— start of PROVIDED TEXT —

Java Interview Questions: Collections, HashMap, Concurrency, JVM Memory, GC, References, and Redis

Java Interview Questions Overview

The following content collects typical Java interview questions that focus on core language features, data structures, concurrency, JVM internals, garbage collection, reference types, and Redis usage.

Difference between ArrayList and LinkedList

Underlying data structure : ArrayList uses a dynamic array, LinkedList uses a doubly‑linked list.

Random access performance : ArrayList provides O(1) index access; LinkedList requires O(n) traversal.

Insertion and deletion : ArrayList is O(1) at the tail but O(n) elsewhere; LinkedList is O(1) at any position because it only updates node pointers.

Memory consumption : LinkedList stores extra node pointers, so it typically uses more memory than ArrayList for the same number of elements.

HashMap put process and resizing mechanism

The put() method follows a multi‑step procedure:

Compute the hash and locate the bucket index.

If the bucket is empty, create a new Entry and store the key‑value pair.

If the bucket already contains entries, compare the hash and key; replace the value if the key matches.

If the key differs, traverse the bucket (linked list or red‑black tree) to find a matching key or append a new entry.

When a linked‑list bucket exceeds the threshold (default 8) and the table size is at least 64, convert the list to a red‑black tree.

— end of PROVIDED TEXT —
— start of ENTRIES SHOWN —

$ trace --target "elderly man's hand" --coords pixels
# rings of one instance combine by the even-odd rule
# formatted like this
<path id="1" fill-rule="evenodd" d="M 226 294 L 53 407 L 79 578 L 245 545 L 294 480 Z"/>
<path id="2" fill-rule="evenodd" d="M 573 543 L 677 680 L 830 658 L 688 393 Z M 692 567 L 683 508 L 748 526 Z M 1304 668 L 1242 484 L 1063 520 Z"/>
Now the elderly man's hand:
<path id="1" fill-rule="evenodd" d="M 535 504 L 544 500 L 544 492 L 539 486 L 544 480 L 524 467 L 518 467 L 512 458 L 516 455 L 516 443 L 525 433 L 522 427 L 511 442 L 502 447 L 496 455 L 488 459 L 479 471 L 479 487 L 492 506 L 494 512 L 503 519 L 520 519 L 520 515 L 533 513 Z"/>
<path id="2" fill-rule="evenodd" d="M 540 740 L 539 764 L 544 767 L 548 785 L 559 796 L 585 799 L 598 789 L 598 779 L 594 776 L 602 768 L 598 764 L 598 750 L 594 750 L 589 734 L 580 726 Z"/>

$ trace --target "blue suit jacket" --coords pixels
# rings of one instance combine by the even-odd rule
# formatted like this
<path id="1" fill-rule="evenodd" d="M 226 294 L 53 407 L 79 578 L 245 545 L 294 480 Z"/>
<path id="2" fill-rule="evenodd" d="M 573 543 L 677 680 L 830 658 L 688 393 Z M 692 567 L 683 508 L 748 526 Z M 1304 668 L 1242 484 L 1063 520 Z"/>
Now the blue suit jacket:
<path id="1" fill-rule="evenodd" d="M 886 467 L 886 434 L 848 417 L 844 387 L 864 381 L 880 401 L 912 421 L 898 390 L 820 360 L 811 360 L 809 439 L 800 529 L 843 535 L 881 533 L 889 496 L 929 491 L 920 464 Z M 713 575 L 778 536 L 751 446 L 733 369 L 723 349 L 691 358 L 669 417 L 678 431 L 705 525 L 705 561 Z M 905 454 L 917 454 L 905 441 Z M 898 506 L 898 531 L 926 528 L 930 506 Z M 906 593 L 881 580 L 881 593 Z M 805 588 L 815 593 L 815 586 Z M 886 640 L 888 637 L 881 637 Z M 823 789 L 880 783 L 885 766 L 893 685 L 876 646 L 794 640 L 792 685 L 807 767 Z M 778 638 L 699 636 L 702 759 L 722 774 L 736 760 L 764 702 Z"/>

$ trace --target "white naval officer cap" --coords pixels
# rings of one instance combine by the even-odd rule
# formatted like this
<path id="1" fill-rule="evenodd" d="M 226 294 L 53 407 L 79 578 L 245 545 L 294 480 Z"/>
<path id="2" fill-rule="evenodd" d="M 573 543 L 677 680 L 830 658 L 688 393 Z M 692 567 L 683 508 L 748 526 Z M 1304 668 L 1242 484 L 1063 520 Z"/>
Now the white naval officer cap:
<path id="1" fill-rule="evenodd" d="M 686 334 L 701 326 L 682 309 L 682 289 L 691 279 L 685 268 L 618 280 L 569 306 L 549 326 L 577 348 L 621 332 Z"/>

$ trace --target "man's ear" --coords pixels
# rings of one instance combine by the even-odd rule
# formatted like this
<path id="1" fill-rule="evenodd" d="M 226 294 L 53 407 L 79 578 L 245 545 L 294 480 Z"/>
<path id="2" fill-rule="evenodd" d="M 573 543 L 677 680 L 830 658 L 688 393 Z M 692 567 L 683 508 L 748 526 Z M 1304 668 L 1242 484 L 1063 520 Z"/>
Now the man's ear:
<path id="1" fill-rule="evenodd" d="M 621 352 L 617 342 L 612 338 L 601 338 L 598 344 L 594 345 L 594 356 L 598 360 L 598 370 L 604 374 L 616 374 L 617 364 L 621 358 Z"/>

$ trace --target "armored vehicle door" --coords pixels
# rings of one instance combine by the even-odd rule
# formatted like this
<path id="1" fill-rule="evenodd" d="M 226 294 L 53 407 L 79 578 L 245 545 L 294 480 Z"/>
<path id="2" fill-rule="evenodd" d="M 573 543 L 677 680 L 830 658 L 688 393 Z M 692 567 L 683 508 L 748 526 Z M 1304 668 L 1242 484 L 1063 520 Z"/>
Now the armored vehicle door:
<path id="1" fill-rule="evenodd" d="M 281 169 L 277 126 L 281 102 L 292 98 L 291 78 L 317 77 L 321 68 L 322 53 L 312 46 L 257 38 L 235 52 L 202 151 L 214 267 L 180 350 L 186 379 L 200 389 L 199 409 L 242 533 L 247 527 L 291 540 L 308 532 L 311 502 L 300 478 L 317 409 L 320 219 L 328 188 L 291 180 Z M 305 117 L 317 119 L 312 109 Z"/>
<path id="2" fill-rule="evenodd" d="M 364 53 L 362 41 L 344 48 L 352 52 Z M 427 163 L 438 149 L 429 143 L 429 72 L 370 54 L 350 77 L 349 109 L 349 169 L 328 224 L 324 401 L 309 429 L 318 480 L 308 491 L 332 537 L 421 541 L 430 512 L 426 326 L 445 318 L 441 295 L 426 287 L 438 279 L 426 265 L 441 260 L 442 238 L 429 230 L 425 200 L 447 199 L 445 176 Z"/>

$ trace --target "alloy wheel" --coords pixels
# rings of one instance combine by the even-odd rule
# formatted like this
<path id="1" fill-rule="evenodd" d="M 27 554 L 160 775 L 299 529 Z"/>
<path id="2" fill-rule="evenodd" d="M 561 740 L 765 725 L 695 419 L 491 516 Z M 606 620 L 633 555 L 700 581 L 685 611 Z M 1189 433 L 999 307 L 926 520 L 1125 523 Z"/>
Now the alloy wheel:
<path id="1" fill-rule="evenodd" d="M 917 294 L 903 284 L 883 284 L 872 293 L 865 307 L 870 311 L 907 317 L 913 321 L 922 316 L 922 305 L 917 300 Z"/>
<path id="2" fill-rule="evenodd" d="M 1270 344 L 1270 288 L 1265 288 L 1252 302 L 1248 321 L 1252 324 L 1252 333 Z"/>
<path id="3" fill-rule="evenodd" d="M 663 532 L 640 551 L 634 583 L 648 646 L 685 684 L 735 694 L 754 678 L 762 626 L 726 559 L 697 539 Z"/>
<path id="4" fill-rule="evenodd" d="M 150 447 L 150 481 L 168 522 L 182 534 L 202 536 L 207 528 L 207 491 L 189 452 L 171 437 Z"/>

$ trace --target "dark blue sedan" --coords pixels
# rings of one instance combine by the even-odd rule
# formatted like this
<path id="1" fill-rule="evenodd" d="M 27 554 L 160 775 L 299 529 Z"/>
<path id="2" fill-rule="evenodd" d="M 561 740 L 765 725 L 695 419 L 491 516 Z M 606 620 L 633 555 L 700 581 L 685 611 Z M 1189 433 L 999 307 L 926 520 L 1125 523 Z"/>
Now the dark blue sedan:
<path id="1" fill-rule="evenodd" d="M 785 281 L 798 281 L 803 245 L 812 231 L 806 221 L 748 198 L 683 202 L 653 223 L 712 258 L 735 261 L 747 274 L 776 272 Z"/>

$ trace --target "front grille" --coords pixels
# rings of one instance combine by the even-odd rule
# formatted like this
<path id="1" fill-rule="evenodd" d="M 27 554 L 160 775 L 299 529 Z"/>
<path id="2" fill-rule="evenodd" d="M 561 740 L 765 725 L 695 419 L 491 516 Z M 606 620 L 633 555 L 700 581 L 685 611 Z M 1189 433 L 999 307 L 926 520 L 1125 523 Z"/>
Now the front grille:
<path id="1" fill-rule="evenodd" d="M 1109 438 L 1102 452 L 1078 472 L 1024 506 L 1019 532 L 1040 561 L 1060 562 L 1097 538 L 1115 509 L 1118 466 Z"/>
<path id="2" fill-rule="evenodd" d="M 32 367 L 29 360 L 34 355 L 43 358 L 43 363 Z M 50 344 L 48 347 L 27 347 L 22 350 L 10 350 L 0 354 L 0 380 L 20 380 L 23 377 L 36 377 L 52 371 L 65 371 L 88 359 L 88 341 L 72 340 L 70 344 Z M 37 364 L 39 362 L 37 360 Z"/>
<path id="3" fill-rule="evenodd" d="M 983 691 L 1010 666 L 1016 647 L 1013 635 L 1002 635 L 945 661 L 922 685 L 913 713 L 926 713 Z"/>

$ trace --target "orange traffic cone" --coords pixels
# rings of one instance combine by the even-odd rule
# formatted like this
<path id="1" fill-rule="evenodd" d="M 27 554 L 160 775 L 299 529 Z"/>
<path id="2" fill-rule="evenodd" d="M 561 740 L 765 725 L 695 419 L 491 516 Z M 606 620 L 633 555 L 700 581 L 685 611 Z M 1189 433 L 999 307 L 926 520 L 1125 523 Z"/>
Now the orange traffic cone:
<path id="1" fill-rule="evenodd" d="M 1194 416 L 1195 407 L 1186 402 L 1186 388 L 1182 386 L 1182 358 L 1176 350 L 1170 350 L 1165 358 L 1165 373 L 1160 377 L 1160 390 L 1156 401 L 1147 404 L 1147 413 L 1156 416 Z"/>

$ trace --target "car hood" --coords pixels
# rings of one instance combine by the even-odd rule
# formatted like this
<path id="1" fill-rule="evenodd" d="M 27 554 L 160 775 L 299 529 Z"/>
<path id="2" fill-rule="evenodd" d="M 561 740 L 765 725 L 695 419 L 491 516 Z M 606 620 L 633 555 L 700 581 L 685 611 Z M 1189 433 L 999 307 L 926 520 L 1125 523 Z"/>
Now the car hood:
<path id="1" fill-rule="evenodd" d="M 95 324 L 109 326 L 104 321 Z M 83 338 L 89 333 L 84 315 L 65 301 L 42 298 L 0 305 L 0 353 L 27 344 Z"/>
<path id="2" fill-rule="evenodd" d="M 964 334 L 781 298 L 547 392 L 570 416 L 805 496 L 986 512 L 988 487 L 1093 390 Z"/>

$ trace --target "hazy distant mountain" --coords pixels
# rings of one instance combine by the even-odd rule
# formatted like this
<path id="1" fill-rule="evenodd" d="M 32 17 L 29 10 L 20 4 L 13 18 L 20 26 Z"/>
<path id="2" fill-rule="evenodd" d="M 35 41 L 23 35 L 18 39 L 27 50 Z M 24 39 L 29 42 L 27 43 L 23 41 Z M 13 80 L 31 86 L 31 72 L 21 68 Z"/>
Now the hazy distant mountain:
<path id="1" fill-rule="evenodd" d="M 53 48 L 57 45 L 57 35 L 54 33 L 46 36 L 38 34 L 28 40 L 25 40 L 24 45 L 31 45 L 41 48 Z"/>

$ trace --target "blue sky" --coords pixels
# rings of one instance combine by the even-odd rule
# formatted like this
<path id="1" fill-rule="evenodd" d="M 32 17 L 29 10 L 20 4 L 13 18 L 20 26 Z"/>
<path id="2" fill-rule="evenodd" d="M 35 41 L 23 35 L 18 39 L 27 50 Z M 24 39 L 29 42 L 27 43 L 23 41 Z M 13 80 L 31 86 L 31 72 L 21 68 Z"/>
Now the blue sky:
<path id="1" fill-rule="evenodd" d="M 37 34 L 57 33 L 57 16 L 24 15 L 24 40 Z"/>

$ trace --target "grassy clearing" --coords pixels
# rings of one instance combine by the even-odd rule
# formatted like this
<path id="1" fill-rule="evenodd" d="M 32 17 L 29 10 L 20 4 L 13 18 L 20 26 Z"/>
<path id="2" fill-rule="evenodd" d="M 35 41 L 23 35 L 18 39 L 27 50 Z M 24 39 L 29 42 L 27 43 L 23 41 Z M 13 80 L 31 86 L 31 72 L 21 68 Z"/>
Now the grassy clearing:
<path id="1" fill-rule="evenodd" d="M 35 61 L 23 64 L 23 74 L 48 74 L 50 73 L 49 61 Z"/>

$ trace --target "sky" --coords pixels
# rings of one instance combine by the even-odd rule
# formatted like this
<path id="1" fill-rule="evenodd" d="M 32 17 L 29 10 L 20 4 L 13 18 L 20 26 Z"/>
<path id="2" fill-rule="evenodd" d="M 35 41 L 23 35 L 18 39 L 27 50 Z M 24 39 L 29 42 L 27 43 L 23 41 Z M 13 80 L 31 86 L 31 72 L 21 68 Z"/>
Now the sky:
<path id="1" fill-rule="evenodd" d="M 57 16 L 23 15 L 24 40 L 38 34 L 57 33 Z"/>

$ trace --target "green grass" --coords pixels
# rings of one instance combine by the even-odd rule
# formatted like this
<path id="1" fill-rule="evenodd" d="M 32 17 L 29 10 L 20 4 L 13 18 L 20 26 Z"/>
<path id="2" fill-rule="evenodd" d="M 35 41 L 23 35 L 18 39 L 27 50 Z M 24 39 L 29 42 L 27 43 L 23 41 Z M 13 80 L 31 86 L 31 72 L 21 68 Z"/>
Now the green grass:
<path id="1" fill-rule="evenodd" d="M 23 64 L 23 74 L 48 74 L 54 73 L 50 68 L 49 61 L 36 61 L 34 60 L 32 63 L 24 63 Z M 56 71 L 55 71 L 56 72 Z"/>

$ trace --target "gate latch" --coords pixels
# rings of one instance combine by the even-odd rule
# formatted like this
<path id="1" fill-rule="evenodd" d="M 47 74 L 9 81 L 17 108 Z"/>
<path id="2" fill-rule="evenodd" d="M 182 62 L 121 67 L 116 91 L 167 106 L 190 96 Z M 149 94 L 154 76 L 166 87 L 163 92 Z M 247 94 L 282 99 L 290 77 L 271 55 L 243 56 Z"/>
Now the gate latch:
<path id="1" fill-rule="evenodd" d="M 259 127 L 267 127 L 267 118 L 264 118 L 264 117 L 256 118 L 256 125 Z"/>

— end of ENTRIES SHOWN —

### DIRECTIVES
**a.** Render the entries as a Markdown table with the columns Row and Entry line, covering only the part that opens at the start of the entries and closes with the line containing "886 467 L 886". Include both ends and leave out blank lines.
**b.** Continue the Java interview questions text from the point where it stops.

### RESULTS FOR EACH TASK
**a.**
| Row | Entry line |
|---|---|
| 1 | $ trace --target "elderly man's hand" --coords pixels |
| 2 | # rings of one instance combine by the even-odd rule |
| 3 | # formatted like this |
| 4 | <path id="1" fill-rule="evenodd" d="M 226 294 L 53 407 L 79 578 L 245 545 L 294 480 Z"/> |
| 5 | <path id="2" fill-rule="evenodd" d="M 573 543 L 677 680 L 830 658 L 688 393 Z M 692 567 L 683 508 L 748 526 Z M 1304 668 L 1242 484 L 1063 520 Z"/> |
| 6 | Now the elderly man's hand: |
| 7 | <path id="1" fill-rule="evenodd" d="M 535 504 L 544 500 L 544 492 L 539 486 L 544 480 L 524 467 L 518 467 L 512 458 L 516 455 L 516 443 L 525 433 L 522 427 L 511 442 L 502 447 L 496 455 L 488 459 L 479 471 L 479 487 L 492 506 L 494 512 L 503 519 L 520 519 L 520 515 L 533 513 Z"/> |
| 8 | <path id="2" fill-rule="evenodd" d="M 540 740 L 539 764 L 544 767 L 548 785 L 559 796 L 585 799 L 598 789 L 598 779 L 594 776 L 602 768 L 598 764 L 598 750 L 594 750 L 589 734 L 580 726 Z"/> |
| 9 | $ trace --target "blue suit jacket" --coords pixels |
| 10 | # rings of one instance combine by the even-odd rule |
| 11 | # formatted like this |
| 12 | <path id="1" fill-rule="evenodd" d="M 226 294 L 53 407 L 79 578 L 245 545 L 294 480 Z"/> |
| 13 | <path id="2" fill-rule="evenodd" d="M 573 543 L 677 680 L 830 658 L 688 393 Z M 692 567 L 683 508 L 748 526 Z M 1304 668 L 1242 484 L 1063 520 Z"/> |
| 14 | Now the blue suit jacket: |
| 15 | <path id="1" fill-rule="evenodd" d="M 886 467 L 886 434 L 848 417 L 844 387 L 864 381 L 880 401 L 912 421 L 898 390 L 820 360 L 811 360 L 809 439 L 800 529 L 843 535 L 881 533 L 889 496 L 929 491 L 920 464 Z M 713 575 L 778 536 L 751 446 L 733 369 L 723 349 L 691 358 L 669 417 L 678 431 L 705 525 L 705 561 Z M 905 454 L 917 454 L 905 441 Z M 898 506 L 898 531 L 926 528 L 930 506 Z M 906 593 L 881 580 L 881 593 Z M 805 588 L 815 593 L 815 586 Z M 886 640 L 888 637 L 881 637 Z M 823 789 L 880 783 L 885 766 L 893 685 L 876 646 L 794 640 L 792 685 L 807 767 Z M 778 638 L 699 636 L 702 759 L 722 774 L 736 760 L 764 702 Z"/> |

**b.**
Check the load factor (default 0.75); if exceeded, trigger resizing.

Resize by creating a new array of double size, re‑hashing existing entries, and updating the table reference.

Finish the insertion.

Note that both keys and values in a HashMap may be null , and the structure is not thread‑safe.

Why HashMap is not thread‑safe

In JDK 1.7, concurrent resizing could cause entry loops and data loss.

In JDK 1.8, although the red‑black tree improves performance, concurrent put may still overwrite data without proper synchronization.

Is HashMap.get() always safe?

Calling get(null) on an uninitialized map throws NullPointerException . If the map is initialized, null is a valid key.

Because HashMap is not thread‑safe, concurrent reads/writes can lead to inconsistent results or ConcurrentModificationException . Use ConcurrentHashMap for thread‑safe access.

Why ConcurrentHashMap is thread‑safe

JDK 1.7 implements it with segment locks (each segment is a ReentrantLock ) and an array of HashEntry objects. JDK 1.8 replaces segments with finer‑grained locking using volatile , CAS, and synchronized blocks, and optionally converts buckets to red‑black trees for better scalability.

Difference between synchronized and ReentrantLock

Usage : synchronized can annotate methods, static methods, or blocks; ReentrantLock works only on code blocks.

Lock acquisition/release : synchronized is automatic; ReentrantLock requires explicit lock() and unlock() .

Fairness : synchronized is non‑fair; ReentrantLock can be configured as fair or non‑fair.

Interruptibility : ReentrantLock can respond to interrupts; synchronized cannot.

Implementation : synchronized is built into the JVM monitor; ReentrantLock is built on AQS.

ReentrantLock implementation principle

The lock state is stored in AQS's state . When a thread acquires the lock, state is incremented and the owning thread is recorded. Re‑entrance increments the state again; releasing decrements it, and when it reaches zero the lock is fully released.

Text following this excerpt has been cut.